PROMPT A —
Please format the entries below as a numbered list, from the line containing "of the stone" through the end of the entries, leaving out blank lines.

— START EXTRACT PROVIDED —

2023 Cork Intermediate A Hurling Championship
- Dates: 4 August - 22 October 2023
- Teams: 12
- Sponsor: Co-Op Superstores
- Champions: Aghabullogue (2nd title) Shane Tarrant (captain) Micheál McGrath (manager)
- Runners-up: Midleton James Nagle (captain)
- Relegated: Douglas

Tournament statistics
- Matches played: 24
- Goals scored: 65 (2.71 per match)
- Points scored: 780 (32.5 per match)
- Top scorer(s): Aaron Mulcahy (1-52)

= 2023 Cork Intermediate A Hurling Championship =

The 2023 Cork Intermediate A Hurling Championship was the fourth staging of the Cork Intermediate A Hurling Championship and the 114th staging overall of a championship for lower-ranking intermediate hurling teams in Cork. The draw for the group stage placings took place on 11 December 2022. The championship ran from 4 August to 22 October 2023.

— END EXTRACT PROVIDED —

PROMPT B —
From the championship text above, copy the part that opens with the words "- Relegated: Douglas" and closes with "Aaron Mulcahy (1-52)".

— START RECORDS —

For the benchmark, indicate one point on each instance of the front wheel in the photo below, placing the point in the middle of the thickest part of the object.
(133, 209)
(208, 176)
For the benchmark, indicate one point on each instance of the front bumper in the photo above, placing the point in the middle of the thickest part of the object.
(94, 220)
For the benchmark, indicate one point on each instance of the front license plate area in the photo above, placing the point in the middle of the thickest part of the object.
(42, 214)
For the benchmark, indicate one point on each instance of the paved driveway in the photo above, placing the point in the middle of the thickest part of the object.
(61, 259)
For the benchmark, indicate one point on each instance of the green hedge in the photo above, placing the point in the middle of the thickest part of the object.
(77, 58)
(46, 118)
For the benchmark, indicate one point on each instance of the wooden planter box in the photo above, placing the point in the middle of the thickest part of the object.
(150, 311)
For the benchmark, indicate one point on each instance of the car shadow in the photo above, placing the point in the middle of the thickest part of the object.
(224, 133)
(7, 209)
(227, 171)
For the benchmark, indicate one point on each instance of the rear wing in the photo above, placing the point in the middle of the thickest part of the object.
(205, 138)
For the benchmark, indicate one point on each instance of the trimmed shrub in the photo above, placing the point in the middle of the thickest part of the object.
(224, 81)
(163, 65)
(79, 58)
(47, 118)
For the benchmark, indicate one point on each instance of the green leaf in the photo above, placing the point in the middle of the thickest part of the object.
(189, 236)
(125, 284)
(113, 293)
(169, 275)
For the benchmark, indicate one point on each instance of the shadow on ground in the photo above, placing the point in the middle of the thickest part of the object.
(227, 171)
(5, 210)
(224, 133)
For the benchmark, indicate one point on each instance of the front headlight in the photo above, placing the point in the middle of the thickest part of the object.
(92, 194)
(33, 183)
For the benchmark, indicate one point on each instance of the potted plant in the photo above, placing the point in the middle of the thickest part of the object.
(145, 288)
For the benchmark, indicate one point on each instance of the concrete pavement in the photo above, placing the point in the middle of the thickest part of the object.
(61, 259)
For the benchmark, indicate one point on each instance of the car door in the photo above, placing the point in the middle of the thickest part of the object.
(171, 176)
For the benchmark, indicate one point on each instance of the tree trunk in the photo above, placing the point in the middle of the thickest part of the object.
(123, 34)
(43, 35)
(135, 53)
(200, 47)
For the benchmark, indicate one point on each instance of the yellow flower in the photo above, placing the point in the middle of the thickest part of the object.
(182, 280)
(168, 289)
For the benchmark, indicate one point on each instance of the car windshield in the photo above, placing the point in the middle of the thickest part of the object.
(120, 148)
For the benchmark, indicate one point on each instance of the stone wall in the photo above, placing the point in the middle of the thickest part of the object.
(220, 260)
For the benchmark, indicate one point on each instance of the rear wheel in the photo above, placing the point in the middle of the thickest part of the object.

— END RECORDS —

WORKED SOLUTION A —
1. For the benchmark, indicate one point on each instance of the stone wall in the photo above, placing the point in the middle of the thickest part of the object.
2. (220, 260)
3. For the benchmark, indicate one point on each instance of the rear wheel in the photo above, placing the point in the middle of the thickest part of the object.

WORKED SOLUTION B —
- Relegated: Douglas

Tournament statistics
- Matches played: 24
- Goals scored: 65 (2.71 per match)
- Points scored: 780 (32.5 per match)
- Top scorer(s): Aaron Mulcahy (1-52)